Photo-based referring expression data –
▼
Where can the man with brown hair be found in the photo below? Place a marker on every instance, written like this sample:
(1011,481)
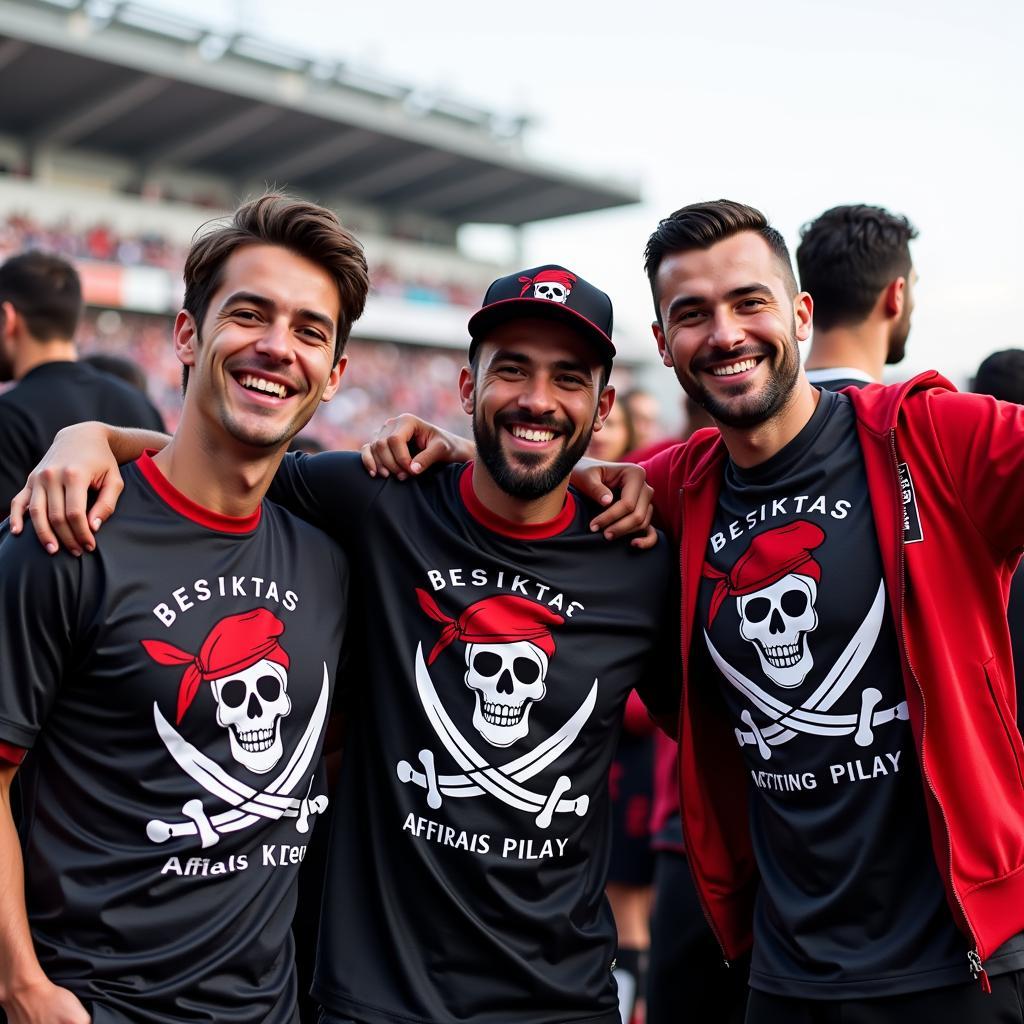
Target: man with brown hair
(171,689)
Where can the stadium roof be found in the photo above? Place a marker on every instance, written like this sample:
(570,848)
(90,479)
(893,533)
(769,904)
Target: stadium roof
(120,78)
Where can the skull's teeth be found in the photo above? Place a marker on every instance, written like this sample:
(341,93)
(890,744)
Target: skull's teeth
(782,657)
(255,740)
(502,714)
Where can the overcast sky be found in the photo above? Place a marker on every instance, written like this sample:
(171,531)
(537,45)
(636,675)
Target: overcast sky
(793,105)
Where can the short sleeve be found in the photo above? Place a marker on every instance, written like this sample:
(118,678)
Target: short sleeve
(331,491)
(17,455)
(39,597)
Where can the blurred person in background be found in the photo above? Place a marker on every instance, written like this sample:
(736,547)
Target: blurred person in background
(687,978)
(631,867)
(645,413)
(855,261)
(40,309)
(1001,376)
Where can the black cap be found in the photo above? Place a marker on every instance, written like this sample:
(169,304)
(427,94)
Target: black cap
(547,291)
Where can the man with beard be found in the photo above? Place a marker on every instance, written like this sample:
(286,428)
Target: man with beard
(40,309)
(851,790)
(851,787)
(855,260)
(503,635)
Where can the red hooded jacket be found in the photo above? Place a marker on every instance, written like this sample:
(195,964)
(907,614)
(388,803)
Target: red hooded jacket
(965,455)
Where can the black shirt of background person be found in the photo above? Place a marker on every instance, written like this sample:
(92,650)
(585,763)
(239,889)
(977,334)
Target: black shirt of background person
(54,395)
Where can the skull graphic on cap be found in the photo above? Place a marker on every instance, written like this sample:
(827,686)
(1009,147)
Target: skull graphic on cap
(553,285)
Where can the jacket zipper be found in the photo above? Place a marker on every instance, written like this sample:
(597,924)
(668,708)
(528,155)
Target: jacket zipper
(973,957)
(684,654)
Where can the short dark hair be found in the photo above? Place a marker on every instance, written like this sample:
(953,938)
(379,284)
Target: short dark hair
(848,256)
(46,291)
(276,219)
(1001,376)
(701,225)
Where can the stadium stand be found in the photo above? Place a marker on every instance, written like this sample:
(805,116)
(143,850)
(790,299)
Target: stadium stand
(132,129)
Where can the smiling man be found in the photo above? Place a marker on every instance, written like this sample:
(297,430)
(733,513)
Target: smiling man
(166,695)
(850,770)
(501,635)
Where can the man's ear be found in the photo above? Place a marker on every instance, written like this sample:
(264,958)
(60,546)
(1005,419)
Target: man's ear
(663,345)
(803,315)
(467,390)
(337,372)
(185,338)
(894,298)
(10,320)
(604,402)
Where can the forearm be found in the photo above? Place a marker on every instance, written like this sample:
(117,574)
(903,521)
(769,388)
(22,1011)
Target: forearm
(128,443)
(18,966)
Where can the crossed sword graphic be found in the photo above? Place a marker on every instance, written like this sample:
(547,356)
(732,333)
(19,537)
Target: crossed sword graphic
(501,781)
(809,718)
(249,805)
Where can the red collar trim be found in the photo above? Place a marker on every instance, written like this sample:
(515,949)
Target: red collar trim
(517,530)
(186,507)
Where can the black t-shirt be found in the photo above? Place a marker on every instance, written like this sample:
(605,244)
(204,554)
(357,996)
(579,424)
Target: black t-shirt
(470,841)
(796,621)
(54,395)
(1015,615)
(172,689)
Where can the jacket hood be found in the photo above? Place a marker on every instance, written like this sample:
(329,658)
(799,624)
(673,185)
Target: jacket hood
(878,404)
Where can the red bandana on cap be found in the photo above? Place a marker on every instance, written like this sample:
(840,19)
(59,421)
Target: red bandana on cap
(770,556)
(563,278)
(236,643)
(504,619)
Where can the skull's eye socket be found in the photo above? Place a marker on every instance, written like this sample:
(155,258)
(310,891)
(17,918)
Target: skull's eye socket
(757,609)
(268,687)
(486,663)
(233,692)
(525,670)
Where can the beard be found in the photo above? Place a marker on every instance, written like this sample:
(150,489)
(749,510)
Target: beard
(529,476)
(897,340)
(763,404)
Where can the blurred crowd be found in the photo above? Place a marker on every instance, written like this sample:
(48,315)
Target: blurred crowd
(101,243)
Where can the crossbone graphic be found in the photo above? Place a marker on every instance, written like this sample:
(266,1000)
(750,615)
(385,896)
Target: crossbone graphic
(810,718)
(248,805)
(501,781)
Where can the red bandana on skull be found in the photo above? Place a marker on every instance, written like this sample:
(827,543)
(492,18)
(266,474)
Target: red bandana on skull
(770,556)
(236,643)
(503,619)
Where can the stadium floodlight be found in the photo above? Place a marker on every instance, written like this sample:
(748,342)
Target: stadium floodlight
(213,46)
(263,51)
(147,19)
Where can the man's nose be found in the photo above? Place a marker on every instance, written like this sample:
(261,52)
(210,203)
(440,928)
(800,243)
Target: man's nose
(538,396)
(275,341)
(726,330)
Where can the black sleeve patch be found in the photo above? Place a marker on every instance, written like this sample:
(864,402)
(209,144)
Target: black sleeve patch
(912,532)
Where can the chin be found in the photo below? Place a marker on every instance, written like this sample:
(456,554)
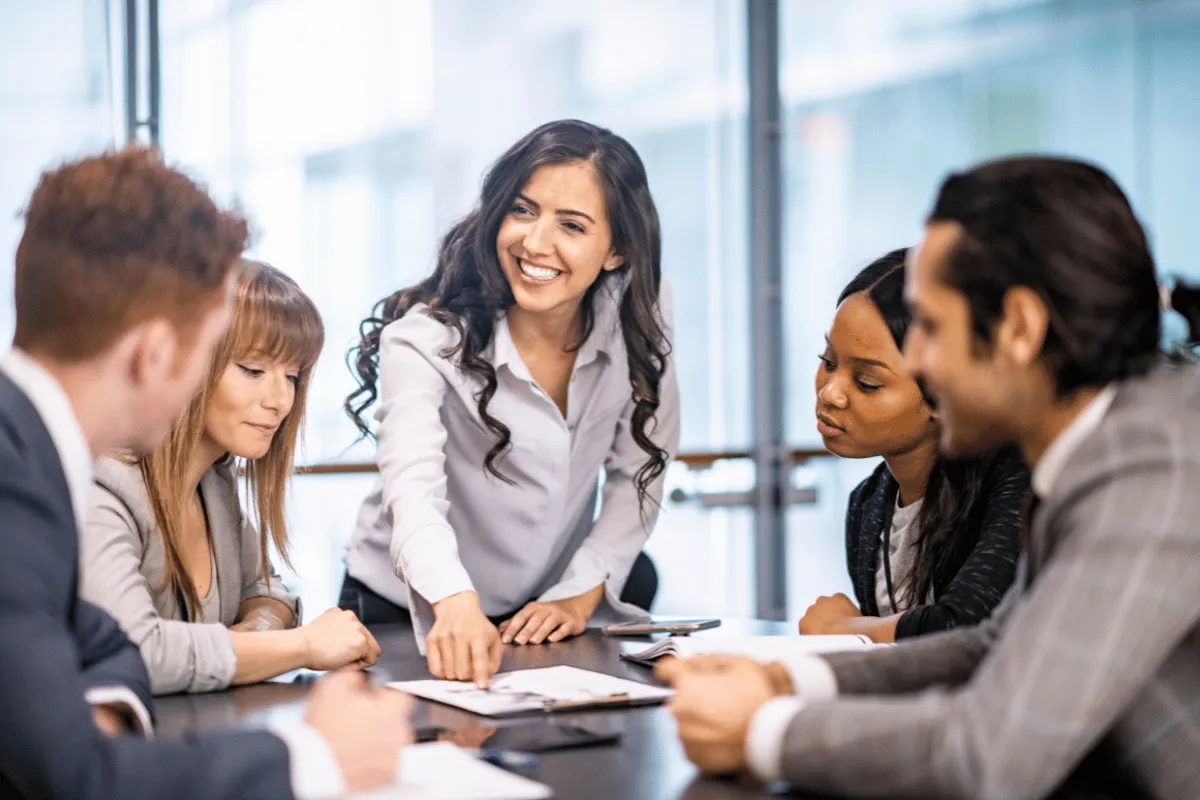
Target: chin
(841,447)
(249,451)
(963,440)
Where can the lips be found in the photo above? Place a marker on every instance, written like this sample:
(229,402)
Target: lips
(537,274)
(827,426)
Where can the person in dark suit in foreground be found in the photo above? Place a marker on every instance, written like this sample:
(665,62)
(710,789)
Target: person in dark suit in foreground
(124,280)
(1036,318)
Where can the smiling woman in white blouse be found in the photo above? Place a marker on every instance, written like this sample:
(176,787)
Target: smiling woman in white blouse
(535,358)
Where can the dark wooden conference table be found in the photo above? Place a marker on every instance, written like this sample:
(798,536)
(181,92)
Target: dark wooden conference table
(646,764)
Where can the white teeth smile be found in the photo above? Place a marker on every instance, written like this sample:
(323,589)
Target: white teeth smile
(538,272)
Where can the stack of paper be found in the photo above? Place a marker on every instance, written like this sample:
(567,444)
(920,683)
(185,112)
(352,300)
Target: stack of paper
(552,689)
(442,771)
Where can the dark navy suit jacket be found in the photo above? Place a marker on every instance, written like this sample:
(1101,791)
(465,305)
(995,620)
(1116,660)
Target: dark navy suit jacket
(55,647)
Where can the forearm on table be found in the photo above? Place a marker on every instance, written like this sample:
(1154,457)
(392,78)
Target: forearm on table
(265,654)
(881,630)
(263,614)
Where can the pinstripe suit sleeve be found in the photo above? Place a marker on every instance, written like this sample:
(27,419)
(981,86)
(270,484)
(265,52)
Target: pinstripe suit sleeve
(1086,638)
(943,660)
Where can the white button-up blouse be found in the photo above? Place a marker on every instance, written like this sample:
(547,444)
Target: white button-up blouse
(437,523)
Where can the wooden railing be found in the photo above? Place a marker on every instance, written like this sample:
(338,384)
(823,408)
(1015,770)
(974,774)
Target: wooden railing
(693,461)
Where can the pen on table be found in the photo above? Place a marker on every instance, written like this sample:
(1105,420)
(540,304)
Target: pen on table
(509,758)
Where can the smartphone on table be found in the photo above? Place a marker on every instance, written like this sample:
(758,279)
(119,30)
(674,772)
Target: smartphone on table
(534,737)
(675,626)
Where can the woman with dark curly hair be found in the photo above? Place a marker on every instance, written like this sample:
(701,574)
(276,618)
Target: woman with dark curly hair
(534,358)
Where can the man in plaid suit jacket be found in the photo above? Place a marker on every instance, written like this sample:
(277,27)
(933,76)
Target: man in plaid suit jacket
(1036,319)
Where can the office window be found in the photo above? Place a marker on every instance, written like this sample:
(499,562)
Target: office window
(882,100)
(55,103)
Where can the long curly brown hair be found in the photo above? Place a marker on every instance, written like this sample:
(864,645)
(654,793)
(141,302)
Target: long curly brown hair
(468,289)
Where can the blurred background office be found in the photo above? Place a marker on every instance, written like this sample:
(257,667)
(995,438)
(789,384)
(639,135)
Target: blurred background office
(354,131)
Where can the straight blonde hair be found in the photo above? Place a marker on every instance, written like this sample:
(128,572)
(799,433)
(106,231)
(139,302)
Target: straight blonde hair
(273,318)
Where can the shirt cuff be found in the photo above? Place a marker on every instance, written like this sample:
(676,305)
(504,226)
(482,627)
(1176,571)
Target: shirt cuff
(765,740)
(315,773)
(811,678)
(121,698)
(430,564)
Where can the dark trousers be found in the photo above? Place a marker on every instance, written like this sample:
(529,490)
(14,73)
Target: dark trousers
(376,609)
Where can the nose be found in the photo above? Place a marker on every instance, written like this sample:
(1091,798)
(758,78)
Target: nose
(831,394)
(279,394)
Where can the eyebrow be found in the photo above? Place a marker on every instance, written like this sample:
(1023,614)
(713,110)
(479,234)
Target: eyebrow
(870,362)
(565,212)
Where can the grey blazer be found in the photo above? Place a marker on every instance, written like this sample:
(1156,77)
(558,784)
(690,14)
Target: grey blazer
(1096,649)
(123,565)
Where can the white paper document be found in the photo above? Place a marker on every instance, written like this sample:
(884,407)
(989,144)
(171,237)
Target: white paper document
(552,689)
(761,648)
(442,771)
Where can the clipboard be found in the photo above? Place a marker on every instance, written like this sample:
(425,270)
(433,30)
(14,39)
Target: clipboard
(539,691)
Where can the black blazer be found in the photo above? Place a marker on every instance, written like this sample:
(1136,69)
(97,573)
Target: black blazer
(965,590)
(54,647)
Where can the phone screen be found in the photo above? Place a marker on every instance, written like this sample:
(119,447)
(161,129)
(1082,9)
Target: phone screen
(540,737)
(527,737)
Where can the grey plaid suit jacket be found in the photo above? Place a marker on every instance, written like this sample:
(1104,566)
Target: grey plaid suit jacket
(1097,644)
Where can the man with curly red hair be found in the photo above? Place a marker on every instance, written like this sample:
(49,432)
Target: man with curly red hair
(123,287)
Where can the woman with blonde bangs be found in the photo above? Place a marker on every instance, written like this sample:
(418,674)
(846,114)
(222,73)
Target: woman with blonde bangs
(168,549)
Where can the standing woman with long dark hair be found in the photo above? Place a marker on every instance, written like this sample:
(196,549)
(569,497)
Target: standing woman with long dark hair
(931,542)
(535,358)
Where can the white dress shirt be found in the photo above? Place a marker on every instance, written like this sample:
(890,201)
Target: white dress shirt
(900,555)
(811,675)
(313,769)
(437,523)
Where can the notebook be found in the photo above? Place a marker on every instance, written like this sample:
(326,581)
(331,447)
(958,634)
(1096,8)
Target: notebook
(551,689)
(442,771)
(761,648)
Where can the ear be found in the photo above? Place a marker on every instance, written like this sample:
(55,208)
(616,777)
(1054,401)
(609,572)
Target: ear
(153,348)
(1025,320)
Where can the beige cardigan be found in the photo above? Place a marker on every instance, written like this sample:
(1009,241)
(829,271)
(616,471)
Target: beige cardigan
(123,563)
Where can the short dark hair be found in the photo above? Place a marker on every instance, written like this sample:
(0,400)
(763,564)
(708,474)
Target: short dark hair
(111,241)
(1065,229)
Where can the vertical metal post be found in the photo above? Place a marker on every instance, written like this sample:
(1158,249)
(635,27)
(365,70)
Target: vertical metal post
(767,310)
(154,72)
(135,79)
(131,70)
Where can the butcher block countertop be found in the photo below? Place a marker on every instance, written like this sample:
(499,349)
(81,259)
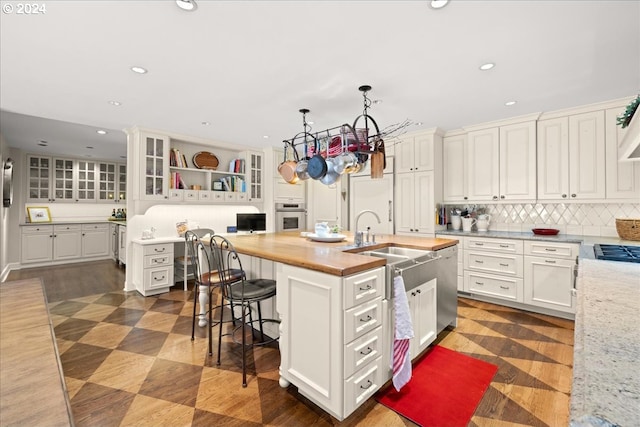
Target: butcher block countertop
(339,258)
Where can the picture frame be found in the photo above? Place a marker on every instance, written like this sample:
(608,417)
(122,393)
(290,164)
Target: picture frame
(39,214)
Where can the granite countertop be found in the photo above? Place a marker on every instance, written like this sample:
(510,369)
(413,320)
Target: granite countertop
(606,366)
(559,238)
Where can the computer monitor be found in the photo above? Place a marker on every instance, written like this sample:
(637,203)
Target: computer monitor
(251,222)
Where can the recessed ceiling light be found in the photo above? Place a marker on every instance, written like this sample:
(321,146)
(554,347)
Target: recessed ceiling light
(188,5)
(139,70)
(438,4)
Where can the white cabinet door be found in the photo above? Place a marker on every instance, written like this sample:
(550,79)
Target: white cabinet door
(553,159)
(518,162)
(549,283)
(372,194)
(586,156)
(325,203)
(423,309)
(623,178)
(405,202)
(37,244)
(455,170)
(95,240)
(483,168)
(415,153)
(414,203)
(154,166)
(67,242)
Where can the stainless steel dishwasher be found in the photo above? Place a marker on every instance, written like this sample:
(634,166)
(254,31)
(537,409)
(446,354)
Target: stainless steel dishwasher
(447,286)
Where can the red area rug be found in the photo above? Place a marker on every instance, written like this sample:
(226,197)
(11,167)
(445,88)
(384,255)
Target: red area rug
(444,390)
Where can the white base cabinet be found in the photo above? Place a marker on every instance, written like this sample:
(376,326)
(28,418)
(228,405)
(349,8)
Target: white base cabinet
(330,333)
(550,274)
(423,309)
(61,243)
(154,275)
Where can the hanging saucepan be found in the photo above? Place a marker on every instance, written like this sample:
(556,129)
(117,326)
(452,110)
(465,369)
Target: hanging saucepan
(317,166)
(302,167)
(287,169)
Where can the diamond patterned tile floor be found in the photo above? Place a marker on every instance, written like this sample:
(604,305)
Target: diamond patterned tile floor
(129,361)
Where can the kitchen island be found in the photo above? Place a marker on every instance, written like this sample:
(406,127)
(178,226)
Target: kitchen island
(606,367)
(335,324)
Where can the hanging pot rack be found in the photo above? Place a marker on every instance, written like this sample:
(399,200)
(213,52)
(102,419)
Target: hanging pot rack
(339,139)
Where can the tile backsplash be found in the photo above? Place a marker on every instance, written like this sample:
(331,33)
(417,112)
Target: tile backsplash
(596,219)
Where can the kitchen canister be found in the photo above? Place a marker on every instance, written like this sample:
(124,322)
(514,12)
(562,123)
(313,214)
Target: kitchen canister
(456,222)
(467,223)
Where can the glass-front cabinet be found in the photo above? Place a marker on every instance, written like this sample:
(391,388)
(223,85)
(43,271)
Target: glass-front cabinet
(155,161)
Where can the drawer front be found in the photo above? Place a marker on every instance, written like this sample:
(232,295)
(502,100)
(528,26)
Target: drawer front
(511,265)
(158,277)
(494,286)
(157,260)
(361,319)
(39,229)
(363,287)
(67,227)
(162,249)
(92,227)
(360,352)
(362,385)
(495,245)
(551,249)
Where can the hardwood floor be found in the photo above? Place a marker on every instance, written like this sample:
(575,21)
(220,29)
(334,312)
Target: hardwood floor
(129,360)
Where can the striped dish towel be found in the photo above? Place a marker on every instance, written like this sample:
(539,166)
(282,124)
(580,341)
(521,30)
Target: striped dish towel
(402,335)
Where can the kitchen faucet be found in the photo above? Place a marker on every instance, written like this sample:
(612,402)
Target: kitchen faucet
(358,235)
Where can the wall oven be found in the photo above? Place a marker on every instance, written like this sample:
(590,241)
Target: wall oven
(291,217)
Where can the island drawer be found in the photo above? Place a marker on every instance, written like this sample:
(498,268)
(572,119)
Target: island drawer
(494,286)
(489,262)
(361,351)
(494,245)
(362,319)
(165,248)
(362,385)
(362,287)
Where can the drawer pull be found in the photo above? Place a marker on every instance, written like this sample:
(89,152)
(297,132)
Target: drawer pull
(364,353)
(369,384)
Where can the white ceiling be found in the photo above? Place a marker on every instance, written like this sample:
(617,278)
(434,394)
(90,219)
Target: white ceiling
(247,67)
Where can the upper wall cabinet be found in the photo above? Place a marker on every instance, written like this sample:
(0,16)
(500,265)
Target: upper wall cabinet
(415,153)
(53,179)
(571,157)
(501,163)
(622,177)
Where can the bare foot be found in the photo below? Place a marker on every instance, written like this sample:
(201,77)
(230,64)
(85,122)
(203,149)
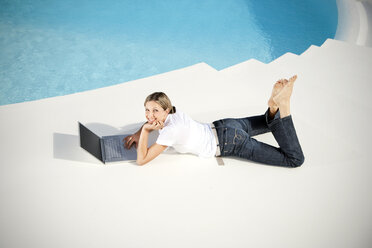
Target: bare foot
(278,86)
(282,99)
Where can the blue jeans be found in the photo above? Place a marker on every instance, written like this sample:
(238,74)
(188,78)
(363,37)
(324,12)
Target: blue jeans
(235,139)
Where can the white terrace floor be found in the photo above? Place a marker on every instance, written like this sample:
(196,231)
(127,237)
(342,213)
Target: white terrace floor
(54,194)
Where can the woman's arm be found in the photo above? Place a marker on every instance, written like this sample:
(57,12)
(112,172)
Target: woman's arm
(133,139)
(144,154)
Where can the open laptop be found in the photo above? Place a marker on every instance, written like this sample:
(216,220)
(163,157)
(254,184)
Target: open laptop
(107,148)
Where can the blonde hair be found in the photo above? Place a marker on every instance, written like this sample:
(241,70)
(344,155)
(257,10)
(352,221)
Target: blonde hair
(163,100)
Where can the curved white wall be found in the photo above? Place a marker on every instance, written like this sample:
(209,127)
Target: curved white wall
(354,20)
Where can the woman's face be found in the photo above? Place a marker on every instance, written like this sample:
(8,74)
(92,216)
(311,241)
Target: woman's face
(154,112)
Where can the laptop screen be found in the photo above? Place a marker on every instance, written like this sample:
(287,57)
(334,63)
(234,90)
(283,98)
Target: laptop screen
(90,141)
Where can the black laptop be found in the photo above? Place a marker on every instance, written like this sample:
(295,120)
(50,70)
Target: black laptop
(107,148)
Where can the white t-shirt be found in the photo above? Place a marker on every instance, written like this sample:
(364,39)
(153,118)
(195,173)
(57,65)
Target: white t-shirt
(187,136)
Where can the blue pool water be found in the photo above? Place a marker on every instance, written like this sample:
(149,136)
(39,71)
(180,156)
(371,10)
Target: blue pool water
(51,47)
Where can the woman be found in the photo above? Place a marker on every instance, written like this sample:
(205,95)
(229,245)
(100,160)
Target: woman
(226,137)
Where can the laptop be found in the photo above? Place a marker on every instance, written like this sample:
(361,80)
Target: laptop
(107,148)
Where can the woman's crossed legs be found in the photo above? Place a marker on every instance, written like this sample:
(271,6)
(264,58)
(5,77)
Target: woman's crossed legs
(235,135)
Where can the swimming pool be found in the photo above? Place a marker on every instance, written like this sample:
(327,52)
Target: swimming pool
(50,48)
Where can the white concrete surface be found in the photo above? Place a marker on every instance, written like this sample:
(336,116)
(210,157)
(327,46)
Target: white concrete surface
(355,22)
(54,194)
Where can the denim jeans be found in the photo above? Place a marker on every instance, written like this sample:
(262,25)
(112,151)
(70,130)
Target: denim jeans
(235,139)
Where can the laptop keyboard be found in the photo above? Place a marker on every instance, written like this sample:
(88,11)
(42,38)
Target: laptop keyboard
(112,148)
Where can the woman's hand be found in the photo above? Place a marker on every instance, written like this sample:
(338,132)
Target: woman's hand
(156,125)
(131,139)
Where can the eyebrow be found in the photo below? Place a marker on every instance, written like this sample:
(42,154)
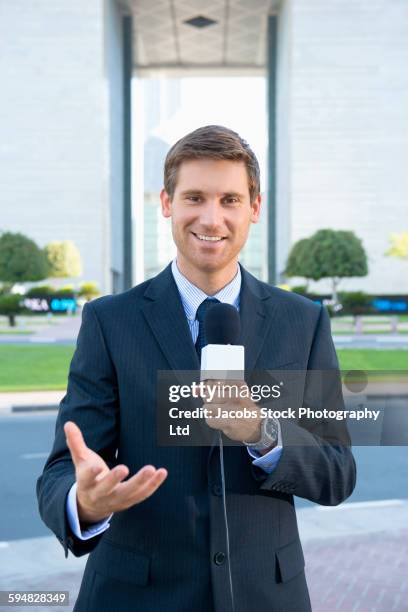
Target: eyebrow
(233,194)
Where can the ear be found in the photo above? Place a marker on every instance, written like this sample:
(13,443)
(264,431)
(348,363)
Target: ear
(256,209)
(165,203)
▲
Only one thing is wanted here, an exact copy of the lines from the first line above through the line containing "Where can the man with beard", minus any picture.

Where can the man with brown hair be found in the photo below? Place a marker on every instance, written like this sample:
(1011,481)
Target: man with brown hair
(171,689)
Where can the stadium roof be found in the photo above? Place a marker on every instance, written like this sample:
(570,848)
(90,479)
(893,533)
(769,904)
Target: stadium roof
(120,78)
Where can the skull's teeth be found in the photo above? Place a marker on every instance, written like this sample:
(341,93)
(890,744)
Target: skull's teeth
(782,657)
(255,740)
(502,714)
Where can the overcast sky be found in the photo above? Place a marker on every instance, written like this sample:
(171,531)
(537,45)
(636,675)
Target: overcast sky
(793,105)
Where can the short sleeve be found in the photo above? Place a marker on every instance, written like this sample:
(118,678)
Target: short sleeve
(331,491)
(17,455)
(39,597)
Where can the blurred person in background be found in the photo above? Place a marker on every instance, written like this sample:
(736,547)
Target: blurred person in background
(687,978)
(631,867)
(645,413)
(855,261)
(40,309)
(1001,376)
Where can the black cap be found in the photo above? Place a marker on every instance, written like this sample:
(169,304)
(427,94)
Target: black cap
(547,291)
Where can the man with beard be found in the photo above? Place a marker on every instance, written like this sample:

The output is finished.